Look through the material and tally each line bearing the word "below". Give only the total.

### SUPPLIED INFORMATION
· · · ·
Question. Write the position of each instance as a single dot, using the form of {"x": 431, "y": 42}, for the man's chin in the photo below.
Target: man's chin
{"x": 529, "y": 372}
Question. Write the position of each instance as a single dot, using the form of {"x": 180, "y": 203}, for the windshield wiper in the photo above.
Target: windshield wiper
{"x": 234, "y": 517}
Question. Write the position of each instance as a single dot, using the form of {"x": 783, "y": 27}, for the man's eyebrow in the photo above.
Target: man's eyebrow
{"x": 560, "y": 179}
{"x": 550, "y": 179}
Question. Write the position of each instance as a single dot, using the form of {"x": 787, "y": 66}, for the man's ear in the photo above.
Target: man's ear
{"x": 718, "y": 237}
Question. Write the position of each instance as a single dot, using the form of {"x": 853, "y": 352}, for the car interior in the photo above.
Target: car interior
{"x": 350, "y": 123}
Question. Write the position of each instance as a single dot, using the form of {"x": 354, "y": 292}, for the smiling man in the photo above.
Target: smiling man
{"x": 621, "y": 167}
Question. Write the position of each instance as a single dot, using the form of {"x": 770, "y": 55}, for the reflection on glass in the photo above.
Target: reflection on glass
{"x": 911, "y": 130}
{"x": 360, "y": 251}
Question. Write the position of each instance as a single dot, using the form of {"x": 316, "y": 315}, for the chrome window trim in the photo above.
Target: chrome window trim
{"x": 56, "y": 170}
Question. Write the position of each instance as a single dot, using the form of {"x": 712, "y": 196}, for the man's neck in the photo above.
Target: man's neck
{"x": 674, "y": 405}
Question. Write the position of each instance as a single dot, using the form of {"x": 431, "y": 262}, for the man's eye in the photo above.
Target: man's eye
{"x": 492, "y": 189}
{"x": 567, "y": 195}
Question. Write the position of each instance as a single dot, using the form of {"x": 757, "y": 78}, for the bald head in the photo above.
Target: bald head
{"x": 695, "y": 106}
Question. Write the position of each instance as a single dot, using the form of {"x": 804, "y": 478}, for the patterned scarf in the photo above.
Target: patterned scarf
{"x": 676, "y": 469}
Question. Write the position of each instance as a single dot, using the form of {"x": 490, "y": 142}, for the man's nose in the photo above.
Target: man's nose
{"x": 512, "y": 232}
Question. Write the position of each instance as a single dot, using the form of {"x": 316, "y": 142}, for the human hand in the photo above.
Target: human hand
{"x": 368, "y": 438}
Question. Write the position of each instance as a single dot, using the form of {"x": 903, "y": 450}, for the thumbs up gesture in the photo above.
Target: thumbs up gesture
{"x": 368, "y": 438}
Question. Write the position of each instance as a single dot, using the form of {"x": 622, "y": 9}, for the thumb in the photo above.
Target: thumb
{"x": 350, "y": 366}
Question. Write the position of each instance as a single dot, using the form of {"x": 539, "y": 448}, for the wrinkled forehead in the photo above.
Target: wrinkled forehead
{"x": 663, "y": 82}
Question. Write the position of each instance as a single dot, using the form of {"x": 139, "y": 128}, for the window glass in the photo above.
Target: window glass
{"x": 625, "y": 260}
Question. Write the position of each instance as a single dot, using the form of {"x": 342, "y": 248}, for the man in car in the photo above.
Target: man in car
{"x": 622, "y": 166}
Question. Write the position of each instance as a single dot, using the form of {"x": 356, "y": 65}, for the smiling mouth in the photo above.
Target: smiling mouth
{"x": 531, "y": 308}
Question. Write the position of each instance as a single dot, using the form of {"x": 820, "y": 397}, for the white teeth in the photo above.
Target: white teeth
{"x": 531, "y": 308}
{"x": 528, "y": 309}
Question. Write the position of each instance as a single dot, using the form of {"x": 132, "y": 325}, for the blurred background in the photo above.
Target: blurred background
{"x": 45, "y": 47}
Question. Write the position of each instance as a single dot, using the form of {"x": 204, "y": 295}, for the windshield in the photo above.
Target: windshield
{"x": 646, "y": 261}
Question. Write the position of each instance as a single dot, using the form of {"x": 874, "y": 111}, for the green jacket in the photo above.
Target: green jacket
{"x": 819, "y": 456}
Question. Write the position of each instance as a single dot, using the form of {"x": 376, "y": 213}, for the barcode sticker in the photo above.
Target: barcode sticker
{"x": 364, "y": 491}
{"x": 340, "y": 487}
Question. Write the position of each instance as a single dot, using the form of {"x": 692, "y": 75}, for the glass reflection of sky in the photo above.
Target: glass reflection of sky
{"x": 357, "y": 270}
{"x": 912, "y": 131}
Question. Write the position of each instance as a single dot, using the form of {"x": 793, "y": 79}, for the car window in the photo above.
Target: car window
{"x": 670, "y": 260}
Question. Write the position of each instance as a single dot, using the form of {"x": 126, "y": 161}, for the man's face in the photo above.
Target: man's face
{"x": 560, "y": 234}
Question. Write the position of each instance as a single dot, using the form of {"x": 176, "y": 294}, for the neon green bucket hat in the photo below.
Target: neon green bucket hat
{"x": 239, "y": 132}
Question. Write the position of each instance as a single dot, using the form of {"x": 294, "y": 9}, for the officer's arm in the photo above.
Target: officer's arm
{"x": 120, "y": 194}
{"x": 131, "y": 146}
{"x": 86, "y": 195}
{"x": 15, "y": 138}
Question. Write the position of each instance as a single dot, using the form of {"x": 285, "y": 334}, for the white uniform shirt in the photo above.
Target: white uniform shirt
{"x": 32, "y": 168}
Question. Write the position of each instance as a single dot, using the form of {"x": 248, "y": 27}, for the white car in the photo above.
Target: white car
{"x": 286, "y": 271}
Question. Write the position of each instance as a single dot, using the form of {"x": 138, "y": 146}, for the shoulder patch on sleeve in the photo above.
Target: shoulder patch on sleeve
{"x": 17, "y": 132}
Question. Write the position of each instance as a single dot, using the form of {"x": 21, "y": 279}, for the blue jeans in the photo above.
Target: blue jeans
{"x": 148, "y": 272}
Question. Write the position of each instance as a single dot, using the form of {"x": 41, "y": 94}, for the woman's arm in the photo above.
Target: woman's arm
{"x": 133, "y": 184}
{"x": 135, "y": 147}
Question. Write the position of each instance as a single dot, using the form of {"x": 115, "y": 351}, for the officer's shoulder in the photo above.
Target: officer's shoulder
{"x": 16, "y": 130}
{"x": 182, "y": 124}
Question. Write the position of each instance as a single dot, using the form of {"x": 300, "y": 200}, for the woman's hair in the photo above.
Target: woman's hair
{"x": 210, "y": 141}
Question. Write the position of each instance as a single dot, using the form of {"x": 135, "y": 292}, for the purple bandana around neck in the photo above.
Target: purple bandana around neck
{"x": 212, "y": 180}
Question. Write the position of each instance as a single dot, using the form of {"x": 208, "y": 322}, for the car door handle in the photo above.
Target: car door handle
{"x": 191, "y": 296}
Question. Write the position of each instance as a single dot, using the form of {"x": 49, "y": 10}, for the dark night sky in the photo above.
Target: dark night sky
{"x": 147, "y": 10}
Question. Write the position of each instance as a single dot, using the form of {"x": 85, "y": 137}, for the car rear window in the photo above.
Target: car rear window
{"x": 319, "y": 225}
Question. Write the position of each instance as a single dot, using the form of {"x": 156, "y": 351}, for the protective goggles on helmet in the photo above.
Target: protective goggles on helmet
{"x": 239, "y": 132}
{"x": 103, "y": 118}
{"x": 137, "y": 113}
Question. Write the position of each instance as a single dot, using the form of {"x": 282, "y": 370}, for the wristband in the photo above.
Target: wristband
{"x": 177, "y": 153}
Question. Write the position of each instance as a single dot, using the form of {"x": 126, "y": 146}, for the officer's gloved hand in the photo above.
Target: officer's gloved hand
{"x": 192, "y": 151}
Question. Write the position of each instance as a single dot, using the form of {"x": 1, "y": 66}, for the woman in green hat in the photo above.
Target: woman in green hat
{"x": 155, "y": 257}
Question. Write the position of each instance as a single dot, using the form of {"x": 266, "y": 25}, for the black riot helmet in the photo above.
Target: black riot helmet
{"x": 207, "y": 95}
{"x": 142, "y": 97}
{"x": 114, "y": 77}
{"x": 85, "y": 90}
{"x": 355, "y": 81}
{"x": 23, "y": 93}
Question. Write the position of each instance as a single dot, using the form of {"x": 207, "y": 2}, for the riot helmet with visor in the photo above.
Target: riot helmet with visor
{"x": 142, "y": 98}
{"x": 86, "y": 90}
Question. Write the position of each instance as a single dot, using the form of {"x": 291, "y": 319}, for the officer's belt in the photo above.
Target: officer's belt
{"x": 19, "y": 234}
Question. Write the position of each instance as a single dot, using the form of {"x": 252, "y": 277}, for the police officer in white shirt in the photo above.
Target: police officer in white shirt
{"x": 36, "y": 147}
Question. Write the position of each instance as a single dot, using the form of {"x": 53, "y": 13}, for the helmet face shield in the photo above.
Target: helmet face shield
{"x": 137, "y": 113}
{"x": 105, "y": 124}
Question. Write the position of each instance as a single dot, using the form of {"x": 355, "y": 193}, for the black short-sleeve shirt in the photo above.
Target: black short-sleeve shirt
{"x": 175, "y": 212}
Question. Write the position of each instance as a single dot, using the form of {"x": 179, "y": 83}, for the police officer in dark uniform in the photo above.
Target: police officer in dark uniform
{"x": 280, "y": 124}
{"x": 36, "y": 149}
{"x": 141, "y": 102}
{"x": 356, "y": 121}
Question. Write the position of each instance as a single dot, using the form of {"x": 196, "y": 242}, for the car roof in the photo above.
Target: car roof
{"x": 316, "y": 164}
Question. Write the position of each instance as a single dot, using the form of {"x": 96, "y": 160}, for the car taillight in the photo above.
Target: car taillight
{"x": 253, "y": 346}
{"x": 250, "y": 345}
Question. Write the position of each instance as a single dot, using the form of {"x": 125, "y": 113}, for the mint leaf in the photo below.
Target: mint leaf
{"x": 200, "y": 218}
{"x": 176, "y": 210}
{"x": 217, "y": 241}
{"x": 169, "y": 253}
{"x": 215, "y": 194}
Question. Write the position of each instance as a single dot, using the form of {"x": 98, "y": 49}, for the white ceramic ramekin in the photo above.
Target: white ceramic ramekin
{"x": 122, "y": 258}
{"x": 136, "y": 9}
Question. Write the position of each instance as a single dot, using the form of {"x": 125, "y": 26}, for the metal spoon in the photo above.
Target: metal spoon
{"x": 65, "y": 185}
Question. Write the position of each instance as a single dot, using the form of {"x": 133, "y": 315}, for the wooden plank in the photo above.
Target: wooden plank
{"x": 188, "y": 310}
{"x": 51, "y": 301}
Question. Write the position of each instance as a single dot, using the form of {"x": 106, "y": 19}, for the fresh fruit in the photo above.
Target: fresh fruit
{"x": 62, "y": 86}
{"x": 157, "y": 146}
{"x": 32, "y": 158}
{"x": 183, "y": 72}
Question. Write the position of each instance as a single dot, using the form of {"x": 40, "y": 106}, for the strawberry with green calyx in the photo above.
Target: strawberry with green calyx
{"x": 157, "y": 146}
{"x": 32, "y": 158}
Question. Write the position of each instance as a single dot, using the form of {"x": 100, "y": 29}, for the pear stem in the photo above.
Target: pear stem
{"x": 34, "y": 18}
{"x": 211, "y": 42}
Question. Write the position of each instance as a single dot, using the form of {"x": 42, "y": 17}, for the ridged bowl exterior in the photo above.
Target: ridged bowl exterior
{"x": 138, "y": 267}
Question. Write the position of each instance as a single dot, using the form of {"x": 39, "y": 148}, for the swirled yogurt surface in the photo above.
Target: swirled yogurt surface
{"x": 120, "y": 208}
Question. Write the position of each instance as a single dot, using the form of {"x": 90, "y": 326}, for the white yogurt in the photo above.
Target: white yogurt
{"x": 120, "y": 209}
· · · ·
### EXERCISE OUTPUT
3